## Your objective
Every line below must be reproduced exactly. Copy them all.

## Data entries
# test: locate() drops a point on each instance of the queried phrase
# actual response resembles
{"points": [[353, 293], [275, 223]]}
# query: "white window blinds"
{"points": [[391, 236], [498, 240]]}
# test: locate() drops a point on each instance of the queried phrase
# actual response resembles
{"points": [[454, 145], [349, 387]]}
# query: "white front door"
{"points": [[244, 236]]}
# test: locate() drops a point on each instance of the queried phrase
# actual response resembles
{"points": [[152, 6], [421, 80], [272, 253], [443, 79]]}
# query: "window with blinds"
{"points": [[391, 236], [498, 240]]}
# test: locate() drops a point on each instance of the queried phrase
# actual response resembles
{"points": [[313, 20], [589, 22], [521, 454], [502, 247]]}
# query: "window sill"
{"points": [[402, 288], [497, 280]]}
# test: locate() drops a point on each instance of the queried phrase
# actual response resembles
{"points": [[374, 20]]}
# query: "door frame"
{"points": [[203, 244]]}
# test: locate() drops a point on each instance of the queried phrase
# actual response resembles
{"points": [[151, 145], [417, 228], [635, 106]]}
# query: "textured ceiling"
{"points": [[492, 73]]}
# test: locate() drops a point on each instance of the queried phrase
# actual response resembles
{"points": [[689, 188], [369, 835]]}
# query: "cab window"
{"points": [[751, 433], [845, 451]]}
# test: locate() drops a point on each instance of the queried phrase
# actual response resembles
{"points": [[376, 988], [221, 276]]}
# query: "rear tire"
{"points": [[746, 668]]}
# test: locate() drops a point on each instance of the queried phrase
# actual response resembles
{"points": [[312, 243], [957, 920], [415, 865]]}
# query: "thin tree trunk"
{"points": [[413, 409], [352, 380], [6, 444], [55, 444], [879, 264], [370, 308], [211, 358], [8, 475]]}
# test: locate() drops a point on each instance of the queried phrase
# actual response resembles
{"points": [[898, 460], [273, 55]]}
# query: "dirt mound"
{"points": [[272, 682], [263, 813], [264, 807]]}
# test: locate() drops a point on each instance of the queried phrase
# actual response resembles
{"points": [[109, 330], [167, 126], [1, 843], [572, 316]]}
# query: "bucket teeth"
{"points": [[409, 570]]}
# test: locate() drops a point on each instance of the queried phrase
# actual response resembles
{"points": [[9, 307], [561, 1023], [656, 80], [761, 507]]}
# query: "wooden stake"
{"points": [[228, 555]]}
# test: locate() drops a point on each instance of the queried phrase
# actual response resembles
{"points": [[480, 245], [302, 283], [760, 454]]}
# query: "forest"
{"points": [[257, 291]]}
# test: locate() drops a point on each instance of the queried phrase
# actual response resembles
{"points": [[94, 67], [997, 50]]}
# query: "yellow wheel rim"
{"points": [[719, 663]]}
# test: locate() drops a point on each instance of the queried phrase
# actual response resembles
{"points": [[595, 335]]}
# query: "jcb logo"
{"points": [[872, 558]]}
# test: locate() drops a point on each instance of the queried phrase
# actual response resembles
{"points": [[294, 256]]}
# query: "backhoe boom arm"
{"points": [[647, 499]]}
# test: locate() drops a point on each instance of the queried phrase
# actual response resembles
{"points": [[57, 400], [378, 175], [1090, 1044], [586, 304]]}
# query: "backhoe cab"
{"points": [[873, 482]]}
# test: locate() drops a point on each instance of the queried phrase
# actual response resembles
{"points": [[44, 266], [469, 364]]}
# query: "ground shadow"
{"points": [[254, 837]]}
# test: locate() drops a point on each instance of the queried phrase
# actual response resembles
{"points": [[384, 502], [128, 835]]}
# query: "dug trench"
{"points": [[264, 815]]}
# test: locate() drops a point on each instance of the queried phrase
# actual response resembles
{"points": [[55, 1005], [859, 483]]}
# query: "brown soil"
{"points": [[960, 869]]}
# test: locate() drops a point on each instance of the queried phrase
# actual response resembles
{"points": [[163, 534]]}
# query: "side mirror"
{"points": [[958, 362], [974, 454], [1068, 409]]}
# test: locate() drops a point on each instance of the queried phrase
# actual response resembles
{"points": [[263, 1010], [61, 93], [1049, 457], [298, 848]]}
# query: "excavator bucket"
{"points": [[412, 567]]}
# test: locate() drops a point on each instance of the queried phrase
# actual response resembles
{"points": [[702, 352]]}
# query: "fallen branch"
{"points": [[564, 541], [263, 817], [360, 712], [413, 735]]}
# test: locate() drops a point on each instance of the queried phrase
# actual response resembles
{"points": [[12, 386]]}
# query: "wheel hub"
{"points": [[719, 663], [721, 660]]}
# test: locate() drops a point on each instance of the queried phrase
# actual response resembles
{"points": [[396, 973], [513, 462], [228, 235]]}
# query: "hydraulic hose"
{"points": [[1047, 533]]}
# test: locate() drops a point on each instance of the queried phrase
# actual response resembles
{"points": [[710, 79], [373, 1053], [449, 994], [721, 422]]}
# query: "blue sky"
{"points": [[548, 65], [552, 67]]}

## Solution to this exercise
# test: locate() drops a point on each instance of the queried phrase
# actual response resembles
{"points": [[353, 293], [275, 223]]}
# query: "white window blinds"
{"points": [[391, 236], [498, 240]]}
# test: locate() drops a point on each instance of the queried phrase
# actual response resembles
{"points": [[454, 145], [349, 387]]}
# query: "white front door"
{"points": [[244, 236]]}
# test: locate() drops a point on each instance of the queried phrase
# actual response resembles
{"points": [[152, 6], [421, 80], [272, 253], [443, 79]]}
# query: "window with blinds"
{"points": [[391, 236], [498, 240]]}
# test: locate() drops a point on each instance of the queried phrase
# actual response resembles
{"points": [[313, 20], [589, 22], [521, 454], [502, 247]]}
# query: "window sill"
{"points": [[402, 288], [497, 280]]}
# test: locate() drops a point on each instance of the queried phrase
# actual response resembles
{"points": [[374, 20]]}
# query: "door frame"
{"points": [[203, 244]]}
# test: locate() drops a point on each instance of the queried phrase
# actual response resembles
{"points": [[151, 145], [417, 228], [635, 106]]}
# query: "textured ceiling"
{"points": [[492, 73]]}
# test: locate() drops a point on each instance of the queried phrase
# actual response resembles
{"points": [[689, 188], [369, 835]]}
# query: "cab window"
{"points": [[751, 433], [845, 451]]}
# test: locate() drops a point on each instance of the queried phrase
# actual response resembles
{"points": [[376, 988], [221, 276]]}
# query: "rear tire"
{"points": [[746, 668]]}
# test: locate() drops a point on each instance of the queried phrase
# actual response resembles
{"points": [[312, 243], [957, 920], [415, 865]]}
# query: "thin tree trunk"
{"points": [[413, 409], [352, 380], [6, 444], [55, 444], [879, 264], [370, 308], [211, 358], [8, 475]]}
# test: locate() drops a point on each instance of the queried phrase
# actual response resembles
{"points": [[898, 460], [273, 55]]}
# query: "dirt mound"
{"points": [[272, 682], [263, 813], [264, 807]]}
# test: locate() drops a point on each instance of the queried phrase
# actual response resembles
{"points": [[109, 330], [167, 126], [1, 843], [572, 316]]}
# query: "bucket teeth"
{"points": [[409, 570]]}
# test: locate() drops a point on each instance of the queried phrase
# actual response resembles
{"points": [[9, 307], [561, 1023], [656, 80], [761, 507]]}
# query: "wooden stake"
{"points": [[228, 555]]}
# test: locate() drops a point on each instance of the queried phrase
# actual response resembles
{"points": [[480, 245], [302, 283], [760, 454]]}
# query: "forest"
{"points": [[257, 291]]}
# test: locate() drops a point on each instance of the queried phrase
# actual response resembles
{"points": [[94, 67], [997, 50]]}
# query: "yellow wheel rim"
{"points": [[719, 663]]}
# test: locate() drops a point on each instance of the queried phrase
# actual response resembles
{"points": [[595, 335]]}
# query: "jcb logo"
{"points": [[872, 558]]}
# test: locate() drops a point on each instance of the queried phrase
# actual response resembles
{"points": [[294, 256]]}
# query: "backhoe boom arm"
{"points": [[647, 499]]}
# test: locate() drops a point on each instance of the queried phrase
# actual response resembles
{"points": [[57, 400], [378, 175], [1090, 1044], [586, 304]]}
# query: "backhoe cab"
{"points": [[873, 482]]}
# test: locate() drops a point on each instance of the queried phrase
# actual response resembles
{"points": [[44, 266], [469, 364]]}
# query: "ground shadow"
{"points": [[254, 837]]}
# test: locate() drops a point on each instance of the queried phrase
# actual response resembles
{"points": [[384, 502], [128, 835]]}
# query: "dug trench"
{"points": [[264, 815]]}
# test: locate() drops a point on each instance of the queried phrase
# actual response resembles
{"points": [[55, 1005], [859, 483]]}
# query: "brown soil"
{"points": [[960, 869]]}
# test: locate() drops a point on each instance of the queried phrase
# actual response resembles
{"points": [[163, 534]]}
# query: "side mirror"
{"points": [[958, 362], [974, 454], [1068, 409]]}
# test: locate() drops a point on each instance of the queried phrase
# actual response resembles
{"points": [[263, 1010], [61, 93], [1049, 457], [298, 848]]}
# query: "excavator bucket"
{"points": [[412, 567]]}
# test: locate() drops a point on each instance of the queried phrase
# actual response resembles
{"points": [[702, 352]]}
# query: "fallen branch"
{"points": [[564, 541], [263, 817], [360, 712], [413, 735]]}
# test: locate() drops a point on each instance of the queried phrase
# actual response resembles
{"points": [[12, 386]]}
# query: "wheel hub"
{"points": [[719, 663], [721, 660]]}
# test: locate() drops a point on each instance of the queried phrase
# actual response resembles
{"points": [[396, 973], [513, 462], [228, 235]]}
# query: "hydraulic hose"
{"points": [[1047, 533]]}
# test: locate() drops a point on each instance of the queried phrase
# actual response resembles
{"points": [[710, 79], [373, 1053], [449, 994], [721, 422]]}
# query: "blue sky"
{"points": [[548, 65], [552, 67]]}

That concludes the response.